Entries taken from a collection

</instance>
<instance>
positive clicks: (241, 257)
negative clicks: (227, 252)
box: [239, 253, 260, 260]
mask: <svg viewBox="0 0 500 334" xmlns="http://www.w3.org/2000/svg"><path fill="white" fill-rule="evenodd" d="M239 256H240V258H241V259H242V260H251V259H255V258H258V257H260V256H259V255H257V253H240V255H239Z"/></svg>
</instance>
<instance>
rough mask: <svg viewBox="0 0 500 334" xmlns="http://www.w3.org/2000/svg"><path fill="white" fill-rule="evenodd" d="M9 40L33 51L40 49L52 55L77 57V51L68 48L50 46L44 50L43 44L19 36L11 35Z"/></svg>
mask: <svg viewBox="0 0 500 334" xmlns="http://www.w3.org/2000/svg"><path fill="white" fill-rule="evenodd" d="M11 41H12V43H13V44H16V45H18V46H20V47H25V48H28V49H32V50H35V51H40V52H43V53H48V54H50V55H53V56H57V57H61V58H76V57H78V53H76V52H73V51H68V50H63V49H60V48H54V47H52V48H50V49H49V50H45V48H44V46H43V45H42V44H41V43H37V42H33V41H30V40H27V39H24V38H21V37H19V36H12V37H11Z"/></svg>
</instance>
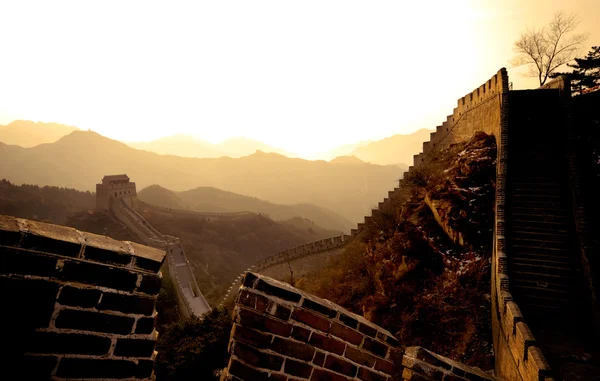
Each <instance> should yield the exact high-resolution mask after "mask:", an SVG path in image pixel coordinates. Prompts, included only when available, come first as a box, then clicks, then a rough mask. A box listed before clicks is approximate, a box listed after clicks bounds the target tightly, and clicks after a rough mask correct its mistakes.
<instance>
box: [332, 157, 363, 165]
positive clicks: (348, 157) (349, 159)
mask: <svg viewBox="0 0 600 381" xmlns="http://www.w3.org/2000/svg"><path fill="white" fill-rule="evenodd" d="M329 162H330V163H332V164H364V163H365V162H364V161H362V160H360V159H359V158H357V157H356V156H338V157H336V158H335V159H332V160H330V161H329Z"/></svg>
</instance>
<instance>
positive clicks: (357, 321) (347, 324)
mask: <svg viewBox="0 0 600 381" xmlns="http://www.w3.org/2000/svg"><path fill="white" fill-rule="evenodd" d="M340 321H341V322H342V323H344V324H345V325H347V326H348V327H350V328H354V329H356V328H358V320H356V319H355V318H353V317H350V316H348V315H346V314H344V313H341V312H340Z"/></svg>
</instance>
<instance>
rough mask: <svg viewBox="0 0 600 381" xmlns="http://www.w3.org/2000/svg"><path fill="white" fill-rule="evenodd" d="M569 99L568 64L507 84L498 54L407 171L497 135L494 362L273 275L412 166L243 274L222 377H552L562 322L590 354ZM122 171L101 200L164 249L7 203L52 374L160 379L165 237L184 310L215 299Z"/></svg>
mask: <svg viewBox="0 0 600 381" xmlns="http://www.w3.org/2000/svg"><path fill="white" fill-rule="evenodd" d="M586 96H587V95H586ZM571 102H572V100H571V97H570V84H569V81H568V79H567V78H565V77H559V78H558V79H556V80H554V81H552V82H551V83H549V84H548V85H547V86H545V87H544V88H540V89H537V90H527V91H512V90H510V91H509V87H508V76H507V73H506V70H505V69H501V70H500V71H499V72H498V73H497V74H496V75H494V76H493V77H492V78H491V79H490V80H488V81H486V83H485V84H483V85H482V86H480V87H479V88H477V89H476V90H475V91H473V92H471V93H469V94H467V95H466V96H465V97H462V98H460V99H459V101H458V105H457V107H456V108H455V109H454V111H453V113H452V115H449V116H448V117H447V119H446V121H445V122H444V123H442V124H441V125H440V126H438V127H437V128H436V131H435V132H434V133H432V134H431V139H430V141H429V142H424V143H423V152H422V153H421V154H419V155H415V157H414V166H412V167H410V168H409V172H408V174H409V173H410V172H411V171H413V170H414V168H416V167H417V166H419V165H420V164H421V163H422V162H423V160H424V159H425V158H426V157H427V155H429V154H430V153H431V152H432V151H434V150H437V149H441V148H445V147H448V146H449V145H450V144H453V143H457V142H463V141H466V140H468V139H470V138H471V137H472V136H473V134H474V133H476V132H478V131H482V132H485V133H487V134H490V135H493V136H495V138H496V142H497V150H498V151H497V153H498V155H497V176H496V200H495V226H494V236H493V241H494V242H493V257H492V284H491V301H492V311H491V315H492V333H493V340H494V352H495V359H496V366H495V376H494V377H493V376H490V375H489V374H486V373H483V372H481V371H480V370H477V369H473V368H470V367H466V366H464V365H461V364H459V363H456V362H454V361H452V360H450V359H447V358H444V357H442V356H439V355H436V354H433V353H431V352H429V351H427V350H426V349H423V348H419V347H410V348H406V349H405V350H403V351H398V346H399V343H398V341H397V340H396V339H395V338H394V337H393V335H392V334H391V333H389V332H387V331H385V330H383V329H382V328H381V327H377V326H376V325H374V324H372V323H370V322H368V321H366V320H365V319H363V318H362V317H361V316H358V315H355V314H353V313H351V312H349V311H346V310H344V309H343V308H341V307H340V306H337V305H335V304H333V303H331V302H329V301H327V300H323V299H320V298H317V297H315V296H313V295H310V294H307V293H304V292H302V291H300V290H298V289H295V288H293V287H291V286H290V285H288V284H285V283H282V282H279V281H277V280H275V279H271V278H269V277H267V276H265V274H267V275H269V276H270V277H276V278H280V279H286V277H290V276H291V275H292V274H296V275H300V274H302V272H303V271H312V270H313V269H314V266H313V267H311V263H312V265H314V264H315V263H316V264H318V265H319V266H321V265H323V264H324V263H325V262H326V261H327V260H328V259H329V258H331V257H332V256H335V255H337V253H339V252H341V251H343V249H344V248H345V247H346V245H347V244H348V243H349V242H351V241H352V240H355V239H360V238H361V232H362V230H363V229H364V228H365V227H366V226H368V225H370V224H373V223H376V222H377V219H378V218H385V217H386V213H388V212H387V211H388V210H389V209H390V206H391V203H392V201H393V200H394V198H395V197H396V196H397V195H398V192H399V191H400V189H401V187H402V185H403V181H402V180H400V183H399V187H398V188H395V189H394V190H393V191H390V192H389V193H388V197H386V198H385V199H384V200H383V201H382V202H381V203H379V208H378V209H375V210H373V211H372V214H371V216H366V217H365V219H364V222H361V223H359V224H358V226H357V228H356V229H353V230H352V232H351V235H350V236H346V235H344V236H339V237H333V238H331V239H325V240H320V241H318V242H315V243H312V244H306V245H302V246H299V247H297V248H294V249H290V250H287V251H284V252H282V253H279V254H276V255H274V256H271V257H268V258H266V259H265V260H264V261H262V262H260V263H258V264H256V265H254V266H252V267H251V268H250V269H248V270H249V271H247V272H246V273H245V274H244V275H243V276H240V277H238V279H236V281H234V285H232V287H231V289H230V291H229V292H228V297H231V296H232V294H235V293H236V292H237V296H236V298H235V307H234V329H233V330H232V333H231V340H230V346H229V350H230V354H231V359H230V362H229V366H228V367H227V369H226V371H225V374H224V375H223V379H228V380H236V381H239V380H246V381H250V380H273V379H278V380H279V379H281V380H289V379H292V378H293V379H311V380H318V379H332V380H365V381H366V380H382V381H389V380H391V379H403V380H450V379H453V380H499V379H504V380H520V381H551V380H554V378H553V377H554V376H555V375H557V374H559V373H558V372H559V370H562V368H563V367H566V366H569V365H570V364H569V363H568V361H571V360H569V359H564V358H560V357H557V356H556V353H555V352H553V346H552V344H556V343H553V342H552V340H557V337H560V338H561V339H560V340H562V342H560V343H559V344H561V345H563V346H565V345H570V347H569V348H568V349H569V350H570V351H571V352H572V353H574V354H580V353H581V351H580V349H581V348H578V347H577V345H579V343H578V342H576V341H573V342H572V341H569V340H568V339H577V338H578V337H575V335H584V336H587V337H588V339H593V338H594V337H597V335H598V325H599V320H598V316H600V314H599V313H598V302H597V299H596V293H595V292H594V291H595V289H596V287H597V284H596V279H597V275H598V274H597V273H596V271H595V270H594V267H593V266H592V265H591V264H592V263H594V262H593V261H594V253H593V252H592V247H591V246H590V244H589V243H588V242H589V237H588V234H589V232H588V230H587V219H586V216H585V207H584V200H583V197H582V196H581V194H582V190H581V189H580V183H581V181H580V178H581V173H579V172H578V166H577V165H576V164H577V160H578V156H577V155H578V153H577V150H576V149H575V144H574V143H573V139H574V134H575V133H574V129H575V126H574V125H573V116H572V106H571ZM562 158H564V163H563V162H562ZM122 176H124V175H119V176H116V177H115V181H116V182H117V183H118V186H117V187H116V188H118V189H119V190H118V191H115V192H114V193H112V194H114V197H113V196H112V194H109V193H108V192H106V190H103V189H102V188H100V192H99V194H100V195H101V196H102V197H105V198H103V199H101V200H99V205H105V209H107V210H109V211H110V212H111V213H112V214H113V215H115V216H116V217H117V218H118V219H119V220H120V221H121V222H123V223H124V224H125V225H126V226H127V227H128V228H129V229H130V230H131V231H132V232H133V233H134V234H135V235H136V236H137V237H138V238H139V239H140V240H141V241H142V242H143V243H144V244H146V245H148V246H153V247H155V248H158V249H160V250H156V249H152V248H147V247H143V246H140V245H137V244H134V243H129V242H118V241H114V240H110V239H109V238H106V237H100V236H94V235H91V234H89V233H84V232H78V231H76V230H74V229H70V228H65V227H59V226H55V225H49V224H41V223H36V222H33V221H26V220H20V219H14V218H4V217H3V218H4V219H0V230H1V231H2V235H0V249H1V250H2V253H3V255H4V256H5V258H8V259H7V260H5V261H3V262H2V268H1V270H2V272H1V273H0V281H2V282H4V283H6V282H8V283H10V286H11V288H12V289H14V290H17V294H16V296H14V297H13V299H15V298H17V297H18V299H19V300H29V299H30V298H33V300H34V301H36V303H34V305H26V304H23V303H22V302H19V300H17V299H15V305H17V306H20V307H18V311H21V312H22V313H20V314H18V316H17V318H15V319H13V320H14V321H11V322H10V324H12V325H15V324H17V325H18V324H22V325H23V324H24V325H25V326H26V327H25V328H27V329H33V333H34V335H35V337H34V339H32V340H25V341H24V342H23V341H22V340H21V339H22V338H21V337H16V336H15V337H14V340H13V341H14V343H16V344H15V345H17V346H18V343H21V342H23V343H24V344H23V345H26V346H31V345H33V348H34V349H33V350H32V349H31V348H30V347H26V348H24V352H26V356H25V357H24V358H25V360H24V361H25V363H26V366H27V367H28V369H30V371H31V372H33V373H34V375H42V374H44V375H48V374H49V375H50V376H51V377H50V378H52V379H55V380H63V379H68V378H73V377H76V378H83V379H100V378H123V377H135V378H139V379H151V377H152V365H153V361H154V358H155V356H156V352H154V343H155V340H156V331H155V330H154V328H153V325H154V318H155V316H156V311H155V302H156V295H157V293H158V287H159V286H160V272H159V269H160V267H161V265H162V263H163V261H164V259H165V255H164V252H163V251H166V252H167V253H168V256H167V257H168V264H169V274H170V275H171V277H172V278H173V280H174V282H175V284H176V288H177V292H178V303H179V305H180V310H181V311H182V314H184V315H187V316H190V315H197V316H201V315H202V314H203V313H205V312H206V311H209V310H210V306H209V305H208V303H206V300H205V299H204V297H203V296H202V293H201V292H200V290H199V288H198V286H197V284H196V281H195V279H194V275H193V271H192V268H191V266H190V264H189V262H188V261H187V259H186V256H185V252H184V251H183V248H182V246H181V242H180V241H179V239H177V238H176V237H169V236H165V235H162V234H161V233H160V232H158V231H156V229H154V228H153V227H152V226H151V225H150V224H149V223H148V222H147V221H146V220H145V219H144V218H143V217H142V216H141V215H140V214H139V213H137V212H136V211H135V205H134V204H135V203H136V202H138V201H137V196H136V195H135V184H133V188H132V187H131V184H124V183H123V182H124V180H123V179H122ZM406 176H407V174H405V177H406ZM127 182H128V178H127ZM132 189H133V191H132ZM117 192H119V193H117ZM132 192H133V193H132ZM143 206H144V207H151V208H157V207H155V206H152V205H148V204H143ZM161 210H163V211H165V212H173V211H171V210H169V209H166V208H161ZM174 213H181V214H183V213H186V214H187V213H190V212H188V211H175V212H174ZM191 213H193V212H191ZM198 214H200V215H202V216H203V217H205V218H235V217H236V216H238V217H239V216H240V214H233V215H231V214H230V215H224V214H214V215H213V214H207V213H198ZM242 215H243V213H242ZM259 273H260V274H259ZM98 274H100V275H98ZM238 284H239V286H238ZM563 295H566V297H563ZM13 299H10V300H13ZM19 303H20V304H19ZM83 314H85V316H86V318H83ZM71 315H72V316H71ZM80 315H81V316H80ZM100 315H101V318H100V317H99V316H100ZM32 316H37V317H36V318H35V319H33V320H32ZM588 317H590V318H589V321H588ZM19 319H22V320H23V322H21V321H20V320H19ZM10 324H9V325H10ZM594 326H595V327H596V329H597V331H594ZM17 332H18V330H17ZM549 332H550V336H549V334H548V333H549ZM554 333H558V335H559V336H552V334H554ZM595 335H596V336H595ZM538 336H539V337H541V340H540V341H537V340H536V337H538ZM579 337H580V336H579ZM565 338H566V339H565ZM11 340H12V339H11V336H10V335H9V342H11V343H12V341H11ZM14 343H13V344H14ZM562 349H563V350H564V348H562ZM16 352H18V351H16ZM398 352H399V353H398ZM394 353H396V354H397V357H394V356H396V355H395V354H394ZM547 355H549V357H548V356H547ZM593 361H594V360H592V362H591V364H592V365H594V363H593ZM565 362H566V365H565ZM551 365H552V368H551ZM590 374H591V373H590ZM598 374H600V373H594V375H598ZM561 378H562V379H565V380H566V379H570V378H569V377H568V376H564V375H562V377H561ZM584 379H593V378H584Z"/></svg>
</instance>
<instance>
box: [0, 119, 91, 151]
mask: <svg viewBox="0 0 600 381" xmlns="http://www.w3.org/2000/svg"><path fill="white" fill-rule="evenodd" d="M77 130H79V129H78V128H77V127H73V126H67V125H64V124H58V123H42V122H32V121H30V120H15V121H14V122H11V123H9V124H7V125H5V126H0V142H3V143H5V144H8V145H17V146H21V147H34V146H37V145H39V144H44V143H54V142H55V141H57V140H58V139H60V138H62V137H63V136H65V135H67V134H70V133H71V132H73V131H77Z"/></svg>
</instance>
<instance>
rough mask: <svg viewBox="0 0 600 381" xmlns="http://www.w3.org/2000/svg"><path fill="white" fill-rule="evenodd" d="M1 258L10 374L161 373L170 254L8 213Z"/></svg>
mask: <svg viewBox="0 0 600 381" xmlns="http://www.w3.org/2000/svg"><path fill="white" fill-rule="evenodd" d="M0 258H1V261H0V293H1V294H2V301H3V309H2V314H0V316H1V317H0V319H1V323H0V324H1V326H2V327H3V330H4V335H3V339H4V340H3V348H4V349H5V350H6V353H7V355H6V356H5V357H4V358H3V360H6V363H5V365H3V369H2V372H3V374H4V375H6V376H7V377H8V378H7V379H27V380H37V379H52V380H63V379H74V378H77V379H106V378H108V379H111V378H127V377H129V378H136V379H151V378H152V374H153V366H154V359H155V356H156V352H155V351H154V346H155V343H156V339H157V336H158V333H157V332H156V330H155V328H154V326H155V318H156V309H155V305H156V297H157V295H158V292H159V290H160V285H161V274H160V271H159V269H160V267H161V265H162V263H163V261H164V259H165V253H164V251H161V250H158V249H154V248H151V247H146V246H142V245H139V244H136V243H133V242H121V241H115V240H113V239H110V238H108V237H104V236H98V235H94V234H90V233H86V232H80V231H78V230H75V229H72V228H68V227H64V226H57V225H51V224H45V223H40V222H34V221H29V220H23V219H18V218H14V217H8V216H0ZM8 375H10V376H8Z"/></svg>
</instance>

◆ ASSIGNMENT:
Give the number of lines that hold the word "positive" in these records, with nothing added.

◆ TASK SOLUTION:
3